§ **Directions for this task**
Render every line below as a JSON list of strings, one string per line, leaving out any blank lines.

§ **Extracted entries**
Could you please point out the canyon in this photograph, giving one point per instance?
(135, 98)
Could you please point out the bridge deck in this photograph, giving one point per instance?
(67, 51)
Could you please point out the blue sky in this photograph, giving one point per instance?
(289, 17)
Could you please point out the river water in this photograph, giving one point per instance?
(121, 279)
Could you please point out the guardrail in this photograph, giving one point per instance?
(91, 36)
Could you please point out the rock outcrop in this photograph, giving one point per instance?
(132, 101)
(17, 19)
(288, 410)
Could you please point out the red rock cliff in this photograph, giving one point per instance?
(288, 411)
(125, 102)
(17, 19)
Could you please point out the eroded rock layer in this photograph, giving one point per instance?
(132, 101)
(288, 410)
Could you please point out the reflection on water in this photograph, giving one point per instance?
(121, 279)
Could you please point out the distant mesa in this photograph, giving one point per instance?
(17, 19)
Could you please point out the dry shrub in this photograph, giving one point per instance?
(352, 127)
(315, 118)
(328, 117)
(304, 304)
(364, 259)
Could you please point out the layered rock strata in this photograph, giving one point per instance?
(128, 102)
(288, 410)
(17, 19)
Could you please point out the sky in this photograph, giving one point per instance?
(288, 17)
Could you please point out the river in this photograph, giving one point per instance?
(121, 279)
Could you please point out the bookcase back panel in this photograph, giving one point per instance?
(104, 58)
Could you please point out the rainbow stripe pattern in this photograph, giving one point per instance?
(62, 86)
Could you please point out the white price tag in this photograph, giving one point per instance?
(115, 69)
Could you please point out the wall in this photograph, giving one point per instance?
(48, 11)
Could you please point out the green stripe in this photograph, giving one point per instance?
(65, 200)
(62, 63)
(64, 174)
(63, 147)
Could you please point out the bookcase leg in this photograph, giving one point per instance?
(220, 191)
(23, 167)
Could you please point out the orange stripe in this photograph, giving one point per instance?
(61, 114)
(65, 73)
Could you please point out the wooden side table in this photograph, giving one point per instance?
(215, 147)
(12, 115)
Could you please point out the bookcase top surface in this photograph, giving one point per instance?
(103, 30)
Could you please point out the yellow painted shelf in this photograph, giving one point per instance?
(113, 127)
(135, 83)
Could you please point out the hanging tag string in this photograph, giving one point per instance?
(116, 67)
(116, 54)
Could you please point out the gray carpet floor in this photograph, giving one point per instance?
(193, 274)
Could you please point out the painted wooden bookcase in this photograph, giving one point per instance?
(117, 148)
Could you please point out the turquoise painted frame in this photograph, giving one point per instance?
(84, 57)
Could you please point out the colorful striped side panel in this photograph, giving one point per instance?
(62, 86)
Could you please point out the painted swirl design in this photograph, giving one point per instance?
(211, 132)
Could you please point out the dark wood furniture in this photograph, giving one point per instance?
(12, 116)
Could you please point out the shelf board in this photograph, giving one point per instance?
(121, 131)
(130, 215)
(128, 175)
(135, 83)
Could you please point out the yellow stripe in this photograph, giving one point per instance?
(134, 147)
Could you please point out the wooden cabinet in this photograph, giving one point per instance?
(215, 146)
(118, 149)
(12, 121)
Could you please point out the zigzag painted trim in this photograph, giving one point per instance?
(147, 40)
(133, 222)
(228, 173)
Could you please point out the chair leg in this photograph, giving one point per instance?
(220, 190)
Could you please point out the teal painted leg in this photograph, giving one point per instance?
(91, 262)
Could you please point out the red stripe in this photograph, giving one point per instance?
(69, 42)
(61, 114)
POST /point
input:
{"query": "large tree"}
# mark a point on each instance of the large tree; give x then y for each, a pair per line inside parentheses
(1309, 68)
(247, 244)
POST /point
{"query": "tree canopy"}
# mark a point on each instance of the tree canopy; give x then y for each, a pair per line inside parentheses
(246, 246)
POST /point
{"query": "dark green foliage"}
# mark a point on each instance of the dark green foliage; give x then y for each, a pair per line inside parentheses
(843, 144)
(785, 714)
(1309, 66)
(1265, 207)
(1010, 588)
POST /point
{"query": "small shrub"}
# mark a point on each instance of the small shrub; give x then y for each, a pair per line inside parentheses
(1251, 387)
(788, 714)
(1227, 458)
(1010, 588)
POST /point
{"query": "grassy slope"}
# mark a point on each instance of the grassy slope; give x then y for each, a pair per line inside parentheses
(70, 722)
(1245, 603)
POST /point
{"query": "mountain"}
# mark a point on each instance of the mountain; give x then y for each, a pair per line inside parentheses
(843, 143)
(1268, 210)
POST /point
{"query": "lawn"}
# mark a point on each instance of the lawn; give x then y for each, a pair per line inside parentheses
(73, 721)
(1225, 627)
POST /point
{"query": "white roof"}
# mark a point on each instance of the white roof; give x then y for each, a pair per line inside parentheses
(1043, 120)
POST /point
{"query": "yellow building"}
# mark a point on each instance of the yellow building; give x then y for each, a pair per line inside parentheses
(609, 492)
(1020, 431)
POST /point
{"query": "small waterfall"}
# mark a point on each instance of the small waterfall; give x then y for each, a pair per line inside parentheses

§ **Exercise solution**
[
  "Could you please point out the canyon in this photograph, giving one point per instance?",
  "(135, 98)",
  "Could you please point out the bridge deck in this photograph, giving one point per instance?",
  "(67, 51)",
  "Could you please point out the blue sky in this photograph, giving one point per instance?",
  "(289, 17)",
  "Could you please point out the river water in this photograph, giving one point per instance?",
  "(121, 279)",
  "Could you please point out the guardrail in this photograph, giving one point per instance?",
  "(91, 36)",
  "Could you please point out the rock outcrop in this photograph, giving one point per instance?",
  "(132, 101)",
  "(17, 19)",
  "(288, 410)",
  "Could you please point out the red rock cliff in this photograph, giving one point per instance?",
  "(288, 411)",
  "(125, 102)",
  "(17, 19)",
  "Could you please point out the eroded rock layer in this photograph, giving one point per instance?",
  "(132, 101)",
  "(288, 410)",
  "Could you please point out the reflection on water in this photograph, giving one point per instance?",
  "(121, 279)",
  "Could you please point out the distant mesa in this photograph, giving one point per instance?",
  "(17, 19)",
  "Could you please point out the dry shrub in this photograph, giving one point per instance?",
  "(352, 127)",
  "(315, 118)",
  "(328, 117)",
  "(304, 304)",
  "(364, 259)",
  "Could you please point out the layered rock strata in this photograph, giving one point per instance?",
  "(128, 102)",
  "(288, 410)",
  "(17, 19)",
  "Could you please point out the sky in this photograph, giving one point per instance?",
  "(288, 17)",
  "Could you please point out the river in this photograph, giving one point per instance?",
  "(121, 279)",
  "Could you please point out the bookcase back panel in this photograph, giving one point per instance?",
  "(104, 58)",
  "Could you please point out the rainbow stripe pattern in this photograph, giving one point per instance?",
  "(62, 86)",
  "Could you please point out the white price tag in this photograph, giving one point per instance?",
  "(115, 69)",
  "Could you please point out the wall in this photograph, giving one point per instance?",
  "(48, 11)",
  "Could you please point out the green stripe in this photograph, giving one point per instance?",
  "(65, 200)",
  "(62, 63)",
  "(64, 174)",
  "(63, 147)",
  "Could you please point out the bookcase leg in this photograph, giving one point per instance?",
  "(220, 191)",
  "(23, 167)",
  "Could you please point out the orange stripe in this photograph, giving one point per instance?",
  "(61, 114)",
  "(65, 73)",
  "Could you please point out the wooden side table in this photograph, giving one point per instance?",
  "(215, 147)",
  "(12, 115)",
  "Could you please point out the bookcase top surface in this photograph, giving one point per instance?",
  "(103, 30)",
  "Could you please point out the yellow painted shelf in this photograph, giving one point per instance?",
  "(113, 127)",
  "(135, 83)",
  "Could you please point out the hanging tag string in this photograph, giving one point per instance?",
  "(116, 67)",
  "(116, 54)",
  "Could you please point out the gray carpet floor in this photograph, giving one point per instance?",
  "(193, 274)",
  "Could you please point out the painted wooden bookcase in this photograph, giving one point per instance?",
  "(117, 148)",
  "Could you please point out the turquoise painted frame in this photograph, giving one point per instance?",
  "(84, 57)",
  "Could you please point out the colorful striped side panel in this photograph, giving one point per instance?",
  "(62, 86)",
  "Could you please point out the painted swirl design in this photograph, giving one point per instance?",
  "(211, 132)",
  "Could you please point out the dark wood furniture in this photograph, giving one point per instance?",
  "(12, 116)",
  "Could you please point out the shelf board in this photograph, giving one point per instance?",
  "(121, 131)",
  "(130, 215)",
  "(128, 175)",
  "(135, 83)",
  "Could you please point out the yellow stripe in this photograph, giving one point per instance?",
  "(134, 147)",
  "Could you please point out the wooden cabinet in this photograph, giving one point per instance?",
  "(215, 146)",
  "(118, 149)",
  "(12, 121)",
  "Could you please point out the zigzag painted trim in this photograph, giving one point per instance?",
  "(147, 40)",
  "(133, 222)",
  "(228, 173)",
  "Could you please point out the chair leg in this photograph, giving one point per instance?",
  "(220, 190)",
  "Could you please point out the teal painted leg in this photograph, giving one point per instance?",
  "(91, 262)",
  "Could you please point out the red stripe in this photograph, giving one point per instance?",
  "(69, 42)",
  "(61, 114)",
  "POST /point",
  "input:",
  "{\"query\": \"large tree\"}",
  "# mark a point on each instance of the large tree; give x then y for each, a pair per line inside parentheses",
  "(1309, 68)",
  "(247, 244)",
  "POST /point",
  "{\"query\": \"tree canopy\"}",
  "# mark a point on each instance of the tree canopy; give x then y for each, a pair per line inside parentheses",
  "(246, 246)",
  "POST /point",
  "{\"query\": \"dark green foliage\"}",
  "# mark a point on each instance of the dark green foliage; give x then y for each, a pair per line inside parentheses",
  "(843, 144)",
  "(785, 714)",
  "(1309, 66)",
  "(1265, 207)",
  "(1010, 588)",
  "POST /point",
  "{\"query\": \"small shrub\"}",
  "# mark a point on each instance of the small shrub; give x then y for each, a pair per line inside parentheses",
  "(1251, 387)",
  "(788, 714)",
  "(1227, 458)",
  "(1010, 588)",
  "POST /point",
  "{\"query\": \"grassy slope\"}",
  "# mark a point on each instance of the grassy slope; give x then y for each, a pair per line inside parentheses",
  "(70, 722)",
  "(1245, 603)",
  "POST /point",
  "{\"query\": \"mountain\"}",
  "# mark a point on each instance of the mountain; give x then y for each, a pair per line inside parentheses",
  "(843, 143)",
  "(1268, 210)",
  "POST /point",
  "{\"query\": \"lawn\"}",
  "# mark a point on each instance of the lawn; give x then y for each, a pair per line inside parentheses",
  "(73, 721)",
  "(1225, 627)",
  "POST /point",
  "{\"query\": \"white roof\"}",
  "# mark a point on each instance of the white roof; give x then y for each, a pair per line inside parentheses",
  "(1043, 120)",
  "POST /point",
  "{\"query\": \"yellow building\"}",
  "# mark a point on each instance of the yellow building; give x then y for each, a pair per line inside parentheses",
  "(609, 492)",
  "(1020, 431)",
  "POST /point",
  "{\"query\": \"small waterfall\"}",
  "# mark a point on each instance of the small waterfall; give x then y for each, a pair per line inside parentheses"
]